What to produce:
All records, minus the pictures: write them out exactly.

Supplied records:
----

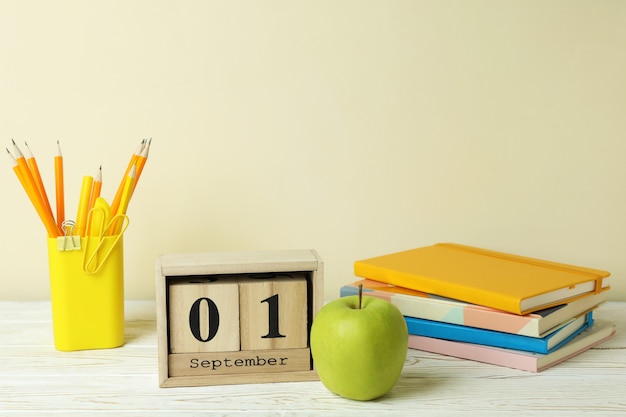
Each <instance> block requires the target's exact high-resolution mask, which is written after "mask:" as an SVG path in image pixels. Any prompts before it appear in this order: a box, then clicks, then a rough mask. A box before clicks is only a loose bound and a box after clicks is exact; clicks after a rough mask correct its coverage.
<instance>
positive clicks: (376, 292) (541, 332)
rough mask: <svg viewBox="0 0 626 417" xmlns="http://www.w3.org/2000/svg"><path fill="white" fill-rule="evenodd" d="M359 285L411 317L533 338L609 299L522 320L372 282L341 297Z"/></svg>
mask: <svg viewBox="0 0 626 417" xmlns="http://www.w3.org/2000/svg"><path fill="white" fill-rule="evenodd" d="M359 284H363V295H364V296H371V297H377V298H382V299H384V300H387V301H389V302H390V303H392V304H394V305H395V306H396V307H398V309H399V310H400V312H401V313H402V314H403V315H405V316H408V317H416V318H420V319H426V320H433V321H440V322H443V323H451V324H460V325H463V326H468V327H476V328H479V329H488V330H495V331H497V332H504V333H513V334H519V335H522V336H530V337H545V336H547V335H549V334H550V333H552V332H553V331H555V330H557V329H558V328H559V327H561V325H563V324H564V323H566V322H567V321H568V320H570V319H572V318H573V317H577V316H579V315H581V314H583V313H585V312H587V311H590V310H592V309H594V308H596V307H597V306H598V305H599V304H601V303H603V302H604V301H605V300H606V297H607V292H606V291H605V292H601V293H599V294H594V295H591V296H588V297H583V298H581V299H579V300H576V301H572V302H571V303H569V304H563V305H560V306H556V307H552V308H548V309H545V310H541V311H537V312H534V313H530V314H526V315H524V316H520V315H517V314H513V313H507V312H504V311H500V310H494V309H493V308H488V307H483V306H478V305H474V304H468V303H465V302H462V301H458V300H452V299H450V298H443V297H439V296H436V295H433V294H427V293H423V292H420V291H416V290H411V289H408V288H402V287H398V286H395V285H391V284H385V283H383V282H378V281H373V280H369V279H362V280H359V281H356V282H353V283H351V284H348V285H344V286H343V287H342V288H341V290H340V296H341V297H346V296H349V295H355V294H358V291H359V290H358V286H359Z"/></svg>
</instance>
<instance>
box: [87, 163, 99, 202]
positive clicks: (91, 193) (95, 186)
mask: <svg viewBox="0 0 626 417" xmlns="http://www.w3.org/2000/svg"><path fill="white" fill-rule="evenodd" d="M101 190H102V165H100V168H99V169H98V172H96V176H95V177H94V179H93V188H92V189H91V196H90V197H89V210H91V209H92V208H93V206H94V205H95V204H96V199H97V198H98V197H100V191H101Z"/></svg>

----

Solution:
Each <instance> block requires the target's exact high-resolution mask, which is written after "mask:" as an SVG path in image pixels. Any prompts before it appear in this order: a box, then clicks, then a rough mask. A box before clicks is only a loose bound and a box after clicks is exact; clicks after a rough mask correct its coverage.
<instance>
positive clicks: (376, 292) (541, 332)
rough mask: <svg viewBox="0 0 626 417" xmlns="http://www.w3.org/2000/svg"><path fill="white" fill-rule="evenodd" d="M359 285L411 317L533 338L609 299L522 320L372 282L341 297Z"/></svg>
mask: <svg viewBox="0 0 626 417" xmlns="http://www.w3.org/2000/svg"><path fill="white" fill-rule="evenodd" d="M359 284H363V295H364V296H371V297H377V298H382V299H384V300H387V301H389V302H390V303H392V304H394V305H395V306H396V307H398V309H399V310H400V312H401V313H402V314H403V315H405V316H408V317H416V318H420V319H426V320H433V321H440V322H443V323H451V324H460V325H463V326H468V327H476V328H479V329H488V330H495V331H497V332H504V333H513V334H519V335H522V336H530V337H545V336H547V335H549V334H550V333H552V332H553V331H555V330H557V329H558V328H559V327H561V325H563V324H564V323H566V322H567V321H568V320H570V319H572V318H573V317H577V316H579V315H581V314H583V313H585V312H587V311H590V310H592V309H594V308H596V307H597V306H598V305H599V304H601V303H603V302H604V301H605V300H606V297H607V292H606V291H605V292H601V293H599V294H594V295H591V296H588V297H583V298H581V299H579V300H576V301H572V302H571V303H569V304H563V305H560V306H556V307H552V308H548V309H545V310H541V311H537V312H534V313H530V314H526V315H524V316H520V315H517V314H513V313H507V312H504V311H500V310H494V309H493V308H488V307H483V306H478V305H474V304H468V303H465V302H462V301H458V300H452V299H450V298H443V297H439V296H436V295H433V294H427V293H423V292H420V291H416V290H411V289H408V288H402V287H398V286H395V285H391V284H385V283H383V282H378V281H373V280H369V279H362V280H359V281H356V282H353V283H351V284H348V285H344V286H343V287H342V288H341V290H340V296H341V297H346V296H349V295H355V294H358V291H359V290H358V286H359Z"/></svg>
</instance>
<instance>
box: [87, 163, 99, 202]
positive clicks: (91, 193) (95, 186)
mask: <svg viewBox="0 0 626 417" xmlns="http://www.w3.org/2000/svg"><path fill="white" fill-rule="evenodd" d="M101 190H102V165H100V168H99V169H98V172H96V176H95V177H94V179H93V188H92V189H91V196H90V197H89V210H91V209H92V208H93V206H94V205H95V204H96V199H97V198H98V197H100V191H101Z"/></svg>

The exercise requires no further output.